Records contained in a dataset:
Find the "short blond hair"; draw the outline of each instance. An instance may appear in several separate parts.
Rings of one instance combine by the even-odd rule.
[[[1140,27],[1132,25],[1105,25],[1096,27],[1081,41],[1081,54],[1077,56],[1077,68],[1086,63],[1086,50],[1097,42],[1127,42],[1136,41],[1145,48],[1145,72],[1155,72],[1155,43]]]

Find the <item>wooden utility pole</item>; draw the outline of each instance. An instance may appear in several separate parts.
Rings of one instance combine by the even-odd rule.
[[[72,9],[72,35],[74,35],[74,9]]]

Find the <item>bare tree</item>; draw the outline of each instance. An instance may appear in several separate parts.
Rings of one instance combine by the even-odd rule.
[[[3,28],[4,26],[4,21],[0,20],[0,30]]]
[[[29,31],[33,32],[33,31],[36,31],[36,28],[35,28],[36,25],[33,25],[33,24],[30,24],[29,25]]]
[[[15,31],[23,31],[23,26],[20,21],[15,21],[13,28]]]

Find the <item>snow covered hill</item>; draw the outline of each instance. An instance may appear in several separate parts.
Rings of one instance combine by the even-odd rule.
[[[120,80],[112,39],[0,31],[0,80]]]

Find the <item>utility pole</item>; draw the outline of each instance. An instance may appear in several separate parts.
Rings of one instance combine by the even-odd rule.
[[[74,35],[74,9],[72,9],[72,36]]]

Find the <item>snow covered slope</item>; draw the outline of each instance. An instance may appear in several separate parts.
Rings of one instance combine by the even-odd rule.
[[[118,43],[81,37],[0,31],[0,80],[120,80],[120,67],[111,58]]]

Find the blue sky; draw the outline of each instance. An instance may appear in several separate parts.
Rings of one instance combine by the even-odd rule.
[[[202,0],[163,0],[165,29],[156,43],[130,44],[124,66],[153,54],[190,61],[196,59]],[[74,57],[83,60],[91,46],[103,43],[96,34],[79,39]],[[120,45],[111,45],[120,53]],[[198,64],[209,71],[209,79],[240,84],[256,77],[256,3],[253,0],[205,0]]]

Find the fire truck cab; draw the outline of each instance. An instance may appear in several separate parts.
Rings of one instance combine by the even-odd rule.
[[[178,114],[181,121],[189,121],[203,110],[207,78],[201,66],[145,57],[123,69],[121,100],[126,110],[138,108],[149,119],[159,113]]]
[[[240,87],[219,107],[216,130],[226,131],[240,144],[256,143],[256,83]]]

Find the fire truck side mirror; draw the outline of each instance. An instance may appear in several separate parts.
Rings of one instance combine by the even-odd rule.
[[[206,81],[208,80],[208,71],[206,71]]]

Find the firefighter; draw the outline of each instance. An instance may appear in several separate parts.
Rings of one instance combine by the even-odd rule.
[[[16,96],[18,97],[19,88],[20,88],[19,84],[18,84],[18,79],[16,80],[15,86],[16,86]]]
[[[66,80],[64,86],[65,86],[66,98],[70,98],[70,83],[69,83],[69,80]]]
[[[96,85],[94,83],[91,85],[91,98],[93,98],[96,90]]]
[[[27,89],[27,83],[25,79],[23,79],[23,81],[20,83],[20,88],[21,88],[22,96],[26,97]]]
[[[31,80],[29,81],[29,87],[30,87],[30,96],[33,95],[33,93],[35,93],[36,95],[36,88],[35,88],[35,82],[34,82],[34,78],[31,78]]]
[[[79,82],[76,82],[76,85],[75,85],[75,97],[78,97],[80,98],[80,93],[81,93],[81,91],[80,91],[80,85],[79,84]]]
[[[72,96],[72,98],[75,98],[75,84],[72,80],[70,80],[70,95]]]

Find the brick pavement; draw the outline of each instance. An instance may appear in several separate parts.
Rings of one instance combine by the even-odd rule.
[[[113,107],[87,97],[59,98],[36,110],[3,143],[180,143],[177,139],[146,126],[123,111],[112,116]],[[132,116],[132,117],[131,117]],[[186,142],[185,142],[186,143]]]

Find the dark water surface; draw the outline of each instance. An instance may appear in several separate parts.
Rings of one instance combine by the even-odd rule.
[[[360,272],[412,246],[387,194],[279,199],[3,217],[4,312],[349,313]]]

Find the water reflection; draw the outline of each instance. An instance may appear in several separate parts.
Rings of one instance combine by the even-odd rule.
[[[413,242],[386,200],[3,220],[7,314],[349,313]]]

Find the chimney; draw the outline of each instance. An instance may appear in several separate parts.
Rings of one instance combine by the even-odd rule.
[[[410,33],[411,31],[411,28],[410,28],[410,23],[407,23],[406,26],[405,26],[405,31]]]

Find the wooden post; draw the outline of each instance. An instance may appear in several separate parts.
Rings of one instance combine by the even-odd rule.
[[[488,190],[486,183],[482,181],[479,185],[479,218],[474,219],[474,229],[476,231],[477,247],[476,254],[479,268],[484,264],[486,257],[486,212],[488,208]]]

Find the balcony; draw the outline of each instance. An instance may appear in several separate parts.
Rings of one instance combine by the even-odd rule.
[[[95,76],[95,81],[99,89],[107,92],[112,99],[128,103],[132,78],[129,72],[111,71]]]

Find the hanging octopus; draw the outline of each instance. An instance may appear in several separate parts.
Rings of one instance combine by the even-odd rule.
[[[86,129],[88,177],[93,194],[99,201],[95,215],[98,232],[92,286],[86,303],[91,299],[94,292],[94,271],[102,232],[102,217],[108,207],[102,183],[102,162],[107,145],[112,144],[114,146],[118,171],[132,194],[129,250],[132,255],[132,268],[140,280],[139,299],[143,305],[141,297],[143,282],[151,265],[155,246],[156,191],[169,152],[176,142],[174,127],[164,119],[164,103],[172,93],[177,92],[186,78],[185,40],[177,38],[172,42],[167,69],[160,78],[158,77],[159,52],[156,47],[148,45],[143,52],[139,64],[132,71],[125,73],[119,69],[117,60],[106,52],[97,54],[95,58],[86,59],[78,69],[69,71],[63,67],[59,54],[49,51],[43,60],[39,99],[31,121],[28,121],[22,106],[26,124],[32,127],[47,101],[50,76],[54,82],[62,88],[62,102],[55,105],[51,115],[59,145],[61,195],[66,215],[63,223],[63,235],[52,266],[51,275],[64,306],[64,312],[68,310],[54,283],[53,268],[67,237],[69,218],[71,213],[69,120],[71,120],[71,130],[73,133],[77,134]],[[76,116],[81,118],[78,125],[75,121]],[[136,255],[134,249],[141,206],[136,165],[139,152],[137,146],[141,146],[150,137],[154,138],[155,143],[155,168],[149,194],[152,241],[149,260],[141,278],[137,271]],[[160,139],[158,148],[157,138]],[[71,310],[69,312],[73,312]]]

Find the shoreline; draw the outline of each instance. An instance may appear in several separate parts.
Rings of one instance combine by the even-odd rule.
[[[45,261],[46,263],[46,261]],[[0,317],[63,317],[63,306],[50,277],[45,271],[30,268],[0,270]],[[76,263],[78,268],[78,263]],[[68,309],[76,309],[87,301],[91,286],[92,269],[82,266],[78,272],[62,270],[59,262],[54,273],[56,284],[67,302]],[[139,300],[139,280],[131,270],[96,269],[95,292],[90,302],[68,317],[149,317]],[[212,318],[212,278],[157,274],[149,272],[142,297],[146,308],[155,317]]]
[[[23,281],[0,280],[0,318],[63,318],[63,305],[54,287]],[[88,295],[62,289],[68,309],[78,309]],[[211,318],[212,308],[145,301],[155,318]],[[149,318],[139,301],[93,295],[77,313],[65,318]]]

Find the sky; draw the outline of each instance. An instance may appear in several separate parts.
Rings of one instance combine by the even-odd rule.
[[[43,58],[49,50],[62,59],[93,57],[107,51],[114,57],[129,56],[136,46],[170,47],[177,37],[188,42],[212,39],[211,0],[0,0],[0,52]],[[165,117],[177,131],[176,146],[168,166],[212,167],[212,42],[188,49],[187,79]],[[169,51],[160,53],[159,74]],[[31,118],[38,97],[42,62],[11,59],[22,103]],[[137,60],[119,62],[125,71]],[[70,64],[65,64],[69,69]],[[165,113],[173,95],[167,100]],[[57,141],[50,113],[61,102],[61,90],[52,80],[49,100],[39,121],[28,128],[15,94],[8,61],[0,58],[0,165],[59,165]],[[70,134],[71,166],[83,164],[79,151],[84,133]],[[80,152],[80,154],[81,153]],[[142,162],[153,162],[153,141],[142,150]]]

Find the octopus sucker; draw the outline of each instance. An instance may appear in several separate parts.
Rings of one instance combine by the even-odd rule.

Task instructions: Reproduce the listing above exactly from the line containing "Find the octopus" through its last line, with both of those lines included.

Solution to this exercise:
Find the octopus sucker; draw the outline of each instance. An instance may appear in several separate parts.
Rings of one instance combine by the even-odd rule.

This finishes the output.